(RECORDS SUPPLIED Opens)

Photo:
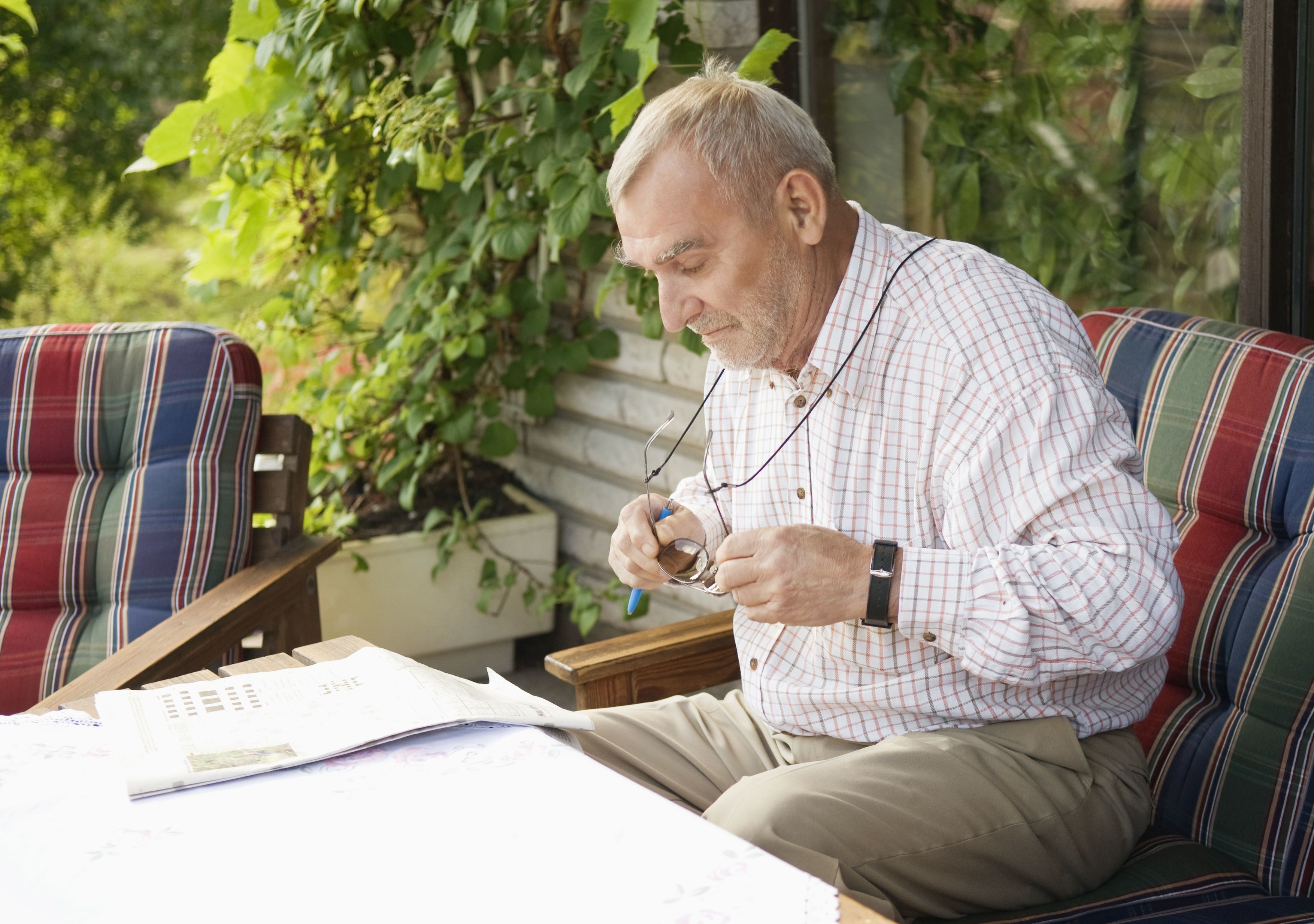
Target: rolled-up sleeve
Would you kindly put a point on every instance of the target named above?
(1057, 559)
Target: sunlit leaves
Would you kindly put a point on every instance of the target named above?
(1207, 85)
(251, 19)
(23, 11)
(757, 64)
(499, 441)
(171, 140)
(420, 191)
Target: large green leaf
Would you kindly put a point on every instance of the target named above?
(1213, 82)
(251, 19)
(171, 140)
(1120, 112)
(639, 16)
(539, 397)
(499, 439)
(625, 110)
(229, 69)
(21, 10)
(514, 241)
(580, 74)
(466, 21)
(965, 211)
(768, 51)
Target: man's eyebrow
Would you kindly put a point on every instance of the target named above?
(665, 257)
(677, 249)
(620, 253)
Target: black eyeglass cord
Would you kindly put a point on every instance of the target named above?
(815, 403)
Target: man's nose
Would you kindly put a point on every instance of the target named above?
(677, 305)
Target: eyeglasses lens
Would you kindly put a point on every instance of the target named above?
(684, 560)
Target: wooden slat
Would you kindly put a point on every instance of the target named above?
(278, 434)
(330, 650)
(258, 666)
(642, 650)
(182, 679)
(267, 541)
(856, 913)
(251, 600)
(272, 492)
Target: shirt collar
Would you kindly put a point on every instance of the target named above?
(852, 308)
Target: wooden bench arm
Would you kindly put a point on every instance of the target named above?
(278, 596)
(654, 664)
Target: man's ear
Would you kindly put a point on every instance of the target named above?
(803, 203)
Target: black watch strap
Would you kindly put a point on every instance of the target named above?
(882, 576)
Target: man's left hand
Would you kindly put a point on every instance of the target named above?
(796, 575)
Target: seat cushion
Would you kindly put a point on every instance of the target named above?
(1224, 417)
(1167, 877)
(125, 480)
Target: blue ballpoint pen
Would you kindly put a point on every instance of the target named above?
(636, 593)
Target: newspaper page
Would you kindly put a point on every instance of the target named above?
(204, 733)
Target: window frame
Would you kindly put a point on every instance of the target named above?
(1277, 287)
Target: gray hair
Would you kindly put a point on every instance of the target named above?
(748, 136)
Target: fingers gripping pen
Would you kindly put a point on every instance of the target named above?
(636, 594)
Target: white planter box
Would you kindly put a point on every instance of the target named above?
(397, 606)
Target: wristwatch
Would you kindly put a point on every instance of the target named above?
(878, 591)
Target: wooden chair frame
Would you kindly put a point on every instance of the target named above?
(654, 664)
(276, 594)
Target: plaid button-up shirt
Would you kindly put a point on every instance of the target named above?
(974, 429)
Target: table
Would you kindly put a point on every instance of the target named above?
(851, 911)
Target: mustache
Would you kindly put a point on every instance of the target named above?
(709, 321)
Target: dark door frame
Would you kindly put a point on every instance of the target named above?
(1275, 167)
(1277, 190)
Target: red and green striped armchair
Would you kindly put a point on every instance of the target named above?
(128, 485)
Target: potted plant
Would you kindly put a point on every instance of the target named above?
(416, 182)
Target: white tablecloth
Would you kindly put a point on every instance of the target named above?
(480, 823)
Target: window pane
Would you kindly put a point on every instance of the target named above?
(1096, 144)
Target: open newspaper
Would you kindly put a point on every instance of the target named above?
(204, 733)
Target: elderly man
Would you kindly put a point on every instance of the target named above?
(953, 592)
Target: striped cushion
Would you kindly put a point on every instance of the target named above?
(1165, 876)
(124, 488)
(1225, 418)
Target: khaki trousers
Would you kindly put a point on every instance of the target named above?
(939, 825)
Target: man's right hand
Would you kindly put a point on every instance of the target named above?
(634, 549)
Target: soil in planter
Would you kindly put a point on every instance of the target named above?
(382, 516)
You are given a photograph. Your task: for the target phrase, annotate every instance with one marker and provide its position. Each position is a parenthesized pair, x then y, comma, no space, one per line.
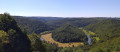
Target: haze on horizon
(62,8)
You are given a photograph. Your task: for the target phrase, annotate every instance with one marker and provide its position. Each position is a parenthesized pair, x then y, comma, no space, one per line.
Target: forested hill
(69,33)
(43,19)
(31,25)
(106,29)
(12,39)
(79,22)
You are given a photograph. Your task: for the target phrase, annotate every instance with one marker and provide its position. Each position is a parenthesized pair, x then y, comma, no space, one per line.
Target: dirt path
(48,38)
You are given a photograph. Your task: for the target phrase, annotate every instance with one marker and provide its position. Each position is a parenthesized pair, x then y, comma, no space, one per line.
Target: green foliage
(3,40)
(106,29)
(79,22)
(32,26)
(71,49)
(108,46)
(69,33)
(17,40)
(36,43)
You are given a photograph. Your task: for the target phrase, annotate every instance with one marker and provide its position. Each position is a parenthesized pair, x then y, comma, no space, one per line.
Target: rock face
(69,33)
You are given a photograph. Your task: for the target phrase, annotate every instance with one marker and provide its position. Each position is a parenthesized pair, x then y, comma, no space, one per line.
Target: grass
(49,39)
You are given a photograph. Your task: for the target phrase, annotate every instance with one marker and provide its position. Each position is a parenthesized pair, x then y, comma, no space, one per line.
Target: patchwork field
(49,39)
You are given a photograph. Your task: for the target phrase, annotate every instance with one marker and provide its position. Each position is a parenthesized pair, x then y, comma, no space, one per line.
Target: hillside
(31,26)
(106,29)
(69,33)
(79,22)
(12,39)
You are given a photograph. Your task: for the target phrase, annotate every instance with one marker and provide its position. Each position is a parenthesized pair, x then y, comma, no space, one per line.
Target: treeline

(RECORDS SUPPLIED Closes)

# EXERCISE REQUIREMENTS
Transcribe the whole listing exactly but exclude images.

# EXERCISE ANSWER
Photo:
Target: rolled-up sleeve
Would you kindly put a point on every instance of the target named above?
(1057, 559)
Target: sunlit leaves
Would you kindly put a point on every instance of the target named above?
(1207, 85)
(251, 19)
(23, 11)
(757, 64)
(499, 441)
(171, 140)
(420, 191)
Target: large green leaf
Would you kindly put a point on every instance of the target named above?
(1213, 82)
(251, 19)
(171, 140)
(1120, 112)
(639, 16)
(539, 397)
(499, 439)
(625, 110)
(229, 69)
(21, 10)
(514, 241)
(580, 74)
(466, 21)
(965, 211)
(768, 51)
Target: man's eyebrow
Would you kindly put a point on every instance of the target named above?
(665, 257)
(677, 249)
(620, 253)
Target: black eyeglass cord
Would you kindly put a point on every instance of the target named above?
(815, 403)
Target: man's nose
Would you kindly put a point on every instance of the target named above?
(677, 305)
Target: eyeglasses lens
Would you kindly put a point on every instance of the target named above?
(684, 560)
Target: wooden slat
Would you kindly put a point on every instance of the target named above?
(278, 434)
(330, 650)
(258, 666)
(642, 650)
(182, 679)
(267, 541)
(856, 913)
(251, 600)
(272, 492)
Target: shirt collar
Would you kindly put a point on every instance of the target named above?
(852, 308)
Target: wooden bench arm
Would you kindly put a point on every instance of the target named above?
(278, 596)
(654, 664)
Target: man's ear
Would you kindly put a point on every instance of the target named above?
(803, 203)
Target: black watch strap
Would you kindly put a point on every instance of the target named above?
(882, 576)
Target: man's left hand
Would you kindly put a point on every instance of the target named above?
(796, 575)
Target: seat cushion
Would you kindly put a point on every instance of the target named above?
(1224, 417)
(1167, 877)
(125, 480)
Target: blue ballpoint pen
Would you kindly put a point on every instance of the target named above?
(636, 593)
Target: newspaper page
Would you kindly put a point on every instance of the target named above?
(204, 733)
Target: window frame
Would you kindly put a point on every instance of the target named above?
(1277, 287)
Target: gray hair
Would you kindly put a point on every instance of the target named above?
(748, 136)
Target: fingers gripping pen
Would you kindly put a point on every instance of the target named above?
(636, 594)
Target: white planter box
Would you kindly put a point on every instance of the target named above?
(397, 606)
Target: wristwatch
Would you kindly put a point on every instance of the target named above?
(878, 591)
Target: wooden chair frame
Would you kindly put a point on every instance of the target named above?
(654, 664)
(276, 594)
Target: plaid button-up shirt
Would you kindly put a point on every instance of the target named above?
(974, 429)
Target: table
Would you kindly put a point on every instance of the target named above?
(851, 911)
Target: mustache
Would you kindly put a point on every instance of the target named above?
(709, 321)
Target: dark door frame
Would you kindly put a point on every instance of the target named above?
(1275, 167)
(1277, 190)
Target: red and green striped armchair
Would you kindly put a point on every instance of the target named above?
(128, 485)
Target: potted plant
Would you kindly put a point on every instance of the target named above?
(416, 182)
Target: white tablecloth
Would you kindly put a point on every instance of the target named above?
(480, 823)
Target: window pane
Would you kindly put a point on every instance of the target named above?
(1096, 144)
Target: open newspaper
Would you kindly put a point on every instance of the target named above?
(204, 733)
Target: elderly man
Would you kindly put a point on every instance of the target named above?
(953, 592)
Target: striped cushion
Would you kindly put a point on every instance of the target named above?
(1165, 876)
(124, 488)
(1225, 418)
Target: khaki trousers
Would you kindly put a point on every instance of the target named above?
(939, 825)
Target: man's right hand
Would you kindly put a point on every instance of the target named above?
(634, 549)
Target: soil in planter
Would you kindly put a point on every instance of the target named above?
(382, 516)
You are given a photograph. Your task: for the target phrase, annotate every instance with one marker and provide its position. Each position is a parenthesized pair, x then y, comma, no space, one per line.
Target: haze on horizon
(62,8)
You are given a photograph. Your task: for the target phrase, annotate every instance with one marker and provide its position. Each position is a parenthesized pair, x then y, comma, no space, one per line.
Target: forested hill
(69,33)
(43,19)
(31,25)
(106,29)
(12,39)
(79,22)
You are given a photograph. Your task: for the target phrase, annotate every instance with one marker and provide its position. Each position is a parenthesized pair, x then y, comma, no space, one per line.
Target: dirt path
(48,38)
You are given a photograph. Your task: for the target phrase, annotate every instance with one marker and provide its position. Each position is a parenthesized pair, x then y, comma, no space, one per line.
Target: green foliage
(3,40)
(106,29)
(79,22)
(32,26)
(71,49)
(108,46)
(69,33)
(17,40)
(36,43)
You are given a photograph. Your task: for the target phrase, annotate every instance with one marker and provide its position. Each position is a parenthesized pair, x then y, comma, no space, one per line.
Target: rock face
(69,33)
You are given a photograph. Your task: for the target phrase, annotate every instance with one marker and provide its position. Each position is a parenthesized pair, x then y, comma, no space, one per line.
Target: grass
(49,39)
You are given a photograph. Your task: for the target phrase, annotate every instance with one marker and provide its position. Each position is a parenthesized pair, x then y, comma, no space, one per line.
Target: patchwork field
(49,39)
You are given a photograph. Your task: for the target phrase, annotate every instance with one marker and provide its position. Each position is a parenthesized pair, x then y, comma, no space, one per line.
Target: hillside
(31,26)
(106,29)
(69,33)
(79,22)
(12,39)
You are given a photograph. Your task: for the target phrase, annotate every instance with one marker and provide its position. Each position is a parenthesized pair, x then y, comma, no space, one per line.
Target: treeline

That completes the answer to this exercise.